• **DOCUMENT SEGMENT**:
>>

The 21st century automobile is a technological wonder. It is envisioned by Ph.Ds, designed by the holders of Masters degrees in engineering and manufactured, by and large, by guys with bachelors degrees. What makes you think that you can fix one? Here are five common misconceptions about auto repair that the average guy has never considered:
It’s Easy-Peasy – Professional mechanics don’t have that world-worn look on their face for nothing. Working on cars is physically demanding and mentally challenging. It’s a great hobby but a very intense career. Unless you are working on a classic car in your garage with no time constraints on the project, stay clear of amateur car repair.
No Experience Necessary – Sure, anyone can get under the hood and replace the battery – just make sure you don’t connect the pole in reverse order or you will be looking for a new alternator. This example – of one of the simplest auto repairs possible – shows that experience does count and newbies should keep clear.
You Can’t Do Any Further Damage – In the old days of the “shade tree” mechanic, an automobile was essentially a series of physically interacting parts and thus difficult to damage if you put them back together in the wrong order. Those days are over, damaging a single component of a modern car while repairing a different one can have serious repercussions in a variety of the car’s other subsystems.

<<

• **MATERIAL SUPPLIED**:
>>

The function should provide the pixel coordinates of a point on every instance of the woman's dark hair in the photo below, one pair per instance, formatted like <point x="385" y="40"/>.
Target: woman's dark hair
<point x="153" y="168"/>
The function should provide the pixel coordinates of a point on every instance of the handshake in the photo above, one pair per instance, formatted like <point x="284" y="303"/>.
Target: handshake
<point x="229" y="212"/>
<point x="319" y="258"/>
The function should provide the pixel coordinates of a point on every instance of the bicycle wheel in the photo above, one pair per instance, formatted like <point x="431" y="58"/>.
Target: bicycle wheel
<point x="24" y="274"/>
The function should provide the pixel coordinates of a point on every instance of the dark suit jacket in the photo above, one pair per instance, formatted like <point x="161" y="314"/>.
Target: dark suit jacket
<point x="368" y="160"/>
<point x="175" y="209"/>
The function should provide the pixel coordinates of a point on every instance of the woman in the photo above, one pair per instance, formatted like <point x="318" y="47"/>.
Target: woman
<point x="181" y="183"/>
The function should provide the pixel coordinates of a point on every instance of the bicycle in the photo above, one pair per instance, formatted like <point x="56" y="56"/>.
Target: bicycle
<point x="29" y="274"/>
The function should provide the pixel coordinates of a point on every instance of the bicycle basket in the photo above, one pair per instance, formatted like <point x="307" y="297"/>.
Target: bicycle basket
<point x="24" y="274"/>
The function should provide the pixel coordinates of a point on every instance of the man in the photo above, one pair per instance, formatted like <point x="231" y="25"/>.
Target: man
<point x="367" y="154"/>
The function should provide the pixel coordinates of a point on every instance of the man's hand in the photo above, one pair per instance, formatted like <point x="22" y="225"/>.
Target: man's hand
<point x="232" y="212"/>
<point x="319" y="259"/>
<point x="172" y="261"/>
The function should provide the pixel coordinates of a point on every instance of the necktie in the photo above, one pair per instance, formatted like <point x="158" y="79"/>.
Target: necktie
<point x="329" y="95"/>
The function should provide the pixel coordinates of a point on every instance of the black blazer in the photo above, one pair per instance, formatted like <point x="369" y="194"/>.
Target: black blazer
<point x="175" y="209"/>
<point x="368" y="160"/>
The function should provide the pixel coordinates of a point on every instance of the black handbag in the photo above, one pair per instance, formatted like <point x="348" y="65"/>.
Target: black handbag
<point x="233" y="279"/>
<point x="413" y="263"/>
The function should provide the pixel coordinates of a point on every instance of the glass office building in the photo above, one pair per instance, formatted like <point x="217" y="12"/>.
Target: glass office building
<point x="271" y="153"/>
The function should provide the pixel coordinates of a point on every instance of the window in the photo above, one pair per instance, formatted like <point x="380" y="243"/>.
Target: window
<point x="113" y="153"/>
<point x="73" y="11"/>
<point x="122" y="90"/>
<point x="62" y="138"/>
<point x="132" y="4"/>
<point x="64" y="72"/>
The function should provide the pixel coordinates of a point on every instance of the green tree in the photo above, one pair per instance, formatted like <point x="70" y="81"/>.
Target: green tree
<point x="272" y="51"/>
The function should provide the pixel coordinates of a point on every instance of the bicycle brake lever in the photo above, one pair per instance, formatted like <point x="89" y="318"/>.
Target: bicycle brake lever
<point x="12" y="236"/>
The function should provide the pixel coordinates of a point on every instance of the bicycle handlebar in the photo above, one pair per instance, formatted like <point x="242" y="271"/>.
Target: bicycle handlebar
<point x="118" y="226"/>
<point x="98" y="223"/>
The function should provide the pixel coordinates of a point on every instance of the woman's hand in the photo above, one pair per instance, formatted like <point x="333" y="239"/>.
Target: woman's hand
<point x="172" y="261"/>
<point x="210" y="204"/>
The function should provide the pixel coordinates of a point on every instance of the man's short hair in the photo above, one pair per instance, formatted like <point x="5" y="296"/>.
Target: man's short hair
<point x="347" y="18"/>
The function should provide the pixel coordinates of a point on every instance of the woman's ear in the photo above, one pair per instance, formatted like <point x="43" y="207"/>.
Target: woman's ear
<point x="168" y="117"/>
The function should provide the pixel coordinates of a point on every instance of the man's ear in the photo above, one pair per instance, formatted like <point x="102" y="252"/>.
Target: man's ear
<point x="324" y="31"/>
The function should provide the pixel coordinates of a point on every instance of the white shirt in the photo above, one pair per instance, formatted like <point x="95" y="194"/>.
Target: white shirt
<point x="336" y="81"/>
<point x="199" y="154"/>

<<

• **EXERCISE**:
Rewrite the passage of the auto repair text starting with "You Can’t Do" and going on through "car’s other subsystems.", swapping "subsystems" for "systems".

• **YOUR SOLUTION**:
You Can’t Do Any Further Damage – In the old days of the “shade tree” mechanic, an automobile was essentially a series of physically interacting parts and thus difficult to damage if you put them back together in the wrong order. Those days are over, damaging a single component of a modern car while repairing a different one can have serious repercussions in a variety of the car’s other systems.